---- MATERIALAUSZÜGE

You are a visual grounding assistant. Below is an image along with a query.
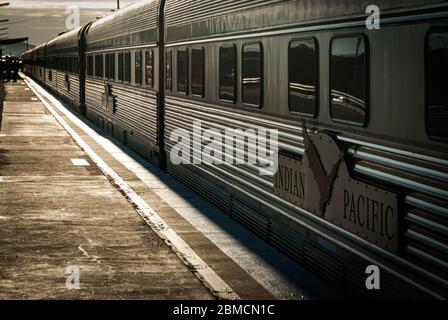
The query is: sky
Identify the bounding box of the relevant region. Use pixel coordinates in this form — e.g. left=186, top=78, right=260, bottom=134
left=0, top=0, right=135, bottom=45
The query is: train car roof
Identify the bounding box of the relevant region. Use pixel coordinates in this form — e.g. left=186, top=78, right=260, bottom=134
left=46, top=27, right=82, bottom=56
left=165, top=0, right=447, bottom=43
left=86, top=0, right=160, bottom=51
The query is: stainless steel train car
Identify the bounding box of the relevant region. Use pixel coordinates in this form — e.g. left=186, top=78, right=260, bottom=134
left=25, top=0, right=448, bottom=298
left=85, top=1, right=160, bottom=164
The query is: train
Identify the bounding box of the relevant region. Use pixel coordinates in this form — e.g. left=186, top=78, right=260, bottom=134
left=23, top=0, right=448, bottom=299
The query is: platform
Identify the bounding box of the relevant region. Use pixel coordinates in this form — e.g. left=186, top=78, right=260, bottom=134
left=0, top=78, right=333, bottom=299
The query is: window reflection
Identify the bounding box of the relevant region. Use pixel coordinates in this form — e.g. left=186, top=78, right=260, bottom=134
left=426, top=32, right=448, bottom=139
left=219, top=45, right=236, bottom=102
left=242, top=43, right=263, bottom=106
left=288, top=39, right=318, bottom=116
left=331, top=36, right=368, bottom=125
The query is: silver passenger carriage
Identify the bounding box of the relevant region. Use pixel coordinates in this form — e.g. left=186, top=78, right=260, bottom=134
left=85, top=0, right=160, bottom=164
left=165, top=0, right=448, bottom=298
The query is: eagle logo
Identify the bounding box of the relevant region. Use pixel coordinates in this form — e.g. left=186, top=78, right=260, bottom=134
left=302, top=119, right=345, bottom=213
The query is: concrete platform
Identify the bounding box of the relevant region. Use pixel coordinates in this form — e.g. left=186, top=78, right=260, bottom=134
left=0, top=81, right=224, bottom=299
left=0, top=78, right=340, bottom=299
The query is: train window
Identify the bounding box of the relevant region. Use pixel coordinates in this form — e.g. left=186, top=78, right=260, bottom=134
left=145, top=50, right=154, bottom=87
left=109, top=53, right=115, bottom=80
left=177, top=49, right=188, bottom=94
left=330, top=35, right=368, bottom=126
left=242, top=43, right=263, bottom=107
left=118, top=52, right=124, bottom=81
left=288, top=39, right=318, bottom=117
left=219, top=45, right=237, bottom=103
left=73, top=57, right=79, bottom=74
left=135, top=50, right=143, bottom=84
left=124, top=52, right=131, bottom=82
left=104, top=53, right=110, bottom=79
left=166, top=51, right=173, bottom=91
left=426, top=31, right=448, bottom=139
left=191, top=48, right=205, bottom=97
left=95, top=54, right=104, bottom=78
left=87, top=55, right=93, bottom=77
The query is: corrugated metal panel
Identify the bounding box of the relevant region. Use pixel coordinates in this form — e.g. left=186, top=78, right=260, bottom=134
left=165, top=97, right=448, bottom=298
left=86, top=0, right=159, bottom=50
left=86, top=79, right=157, bottom=143
left=350, top=141, right=448, bottom=285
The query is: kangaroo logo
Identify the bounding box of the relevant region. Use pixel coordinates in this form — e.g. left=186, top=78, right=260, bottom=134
left=302, top=119, right=344, bottom=213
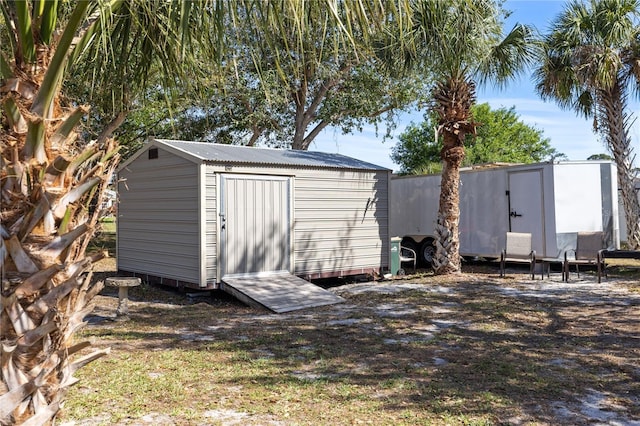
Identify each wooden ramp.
[221,273,344,314]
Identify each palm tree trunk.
[433,78,475,274]
[599,84,640,250]
[434,131,465,274]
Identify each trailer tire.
[418,238,436,267]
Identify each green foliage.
[587,154,613,161]
[81,2,424,153]
[391,103,564,174]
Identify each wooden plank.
[221,273,344,313]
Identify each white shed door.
[509,170,545,256]
[219,174,291,277]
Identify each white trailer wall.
[390,161,619,258]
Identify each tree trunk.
[433,78,476,274]
[433,132,464,274]
[599,85,640,250]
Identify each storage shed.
[117,139,391,300]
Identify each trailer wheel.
[418,238,436,267]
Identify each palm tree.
[0,0,217,425]
[535,0,640,249]
[407,0,533,274]
[0,0,393,425]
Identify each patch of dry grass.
[60,258,640,425]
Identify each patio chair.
[500,232,536,279]
[562,231,607,282]
[400,245,418,274]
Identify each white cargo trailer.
[389,161,620,265]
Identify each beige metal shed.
[117,139,391,308]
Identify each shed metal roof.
[151,139,389,170]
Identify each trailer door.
[507,169,546,257]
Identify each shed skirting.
[118,269,220,290]
[118,268,380,290]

--------

» **AUFGABENSTELLUNG**: Schreibe die Zeilen des Materials ab der Zeile mit "The query is: kangaroo logo" bis einschließlich der Zeile mit "[434,131,465,274]" als JSON-Liste von Zeichenketten um, mit einer Zeichenkette pro Zeile und ohne Leerzeilen. Die Bilder sollen in der Lösung nicht erscheinen.

» **LÖSUNG**:
[
  "The query is: kangaroo logo",
  "Identify the bounding box of the relevant region. Use pixel coordinates in this form — e.g. left=186, top=78, right=260, bottom=134",
  "left=302, top=119, right=344, bottom=213",
  "Identify each wooden ramp.",
  "[221,273,344,314]",
  "Identify each palm tree trunk.",
  "[433,78,475,274]",
  "[599,84,640,250]",
  "[434,131,465,274]"
]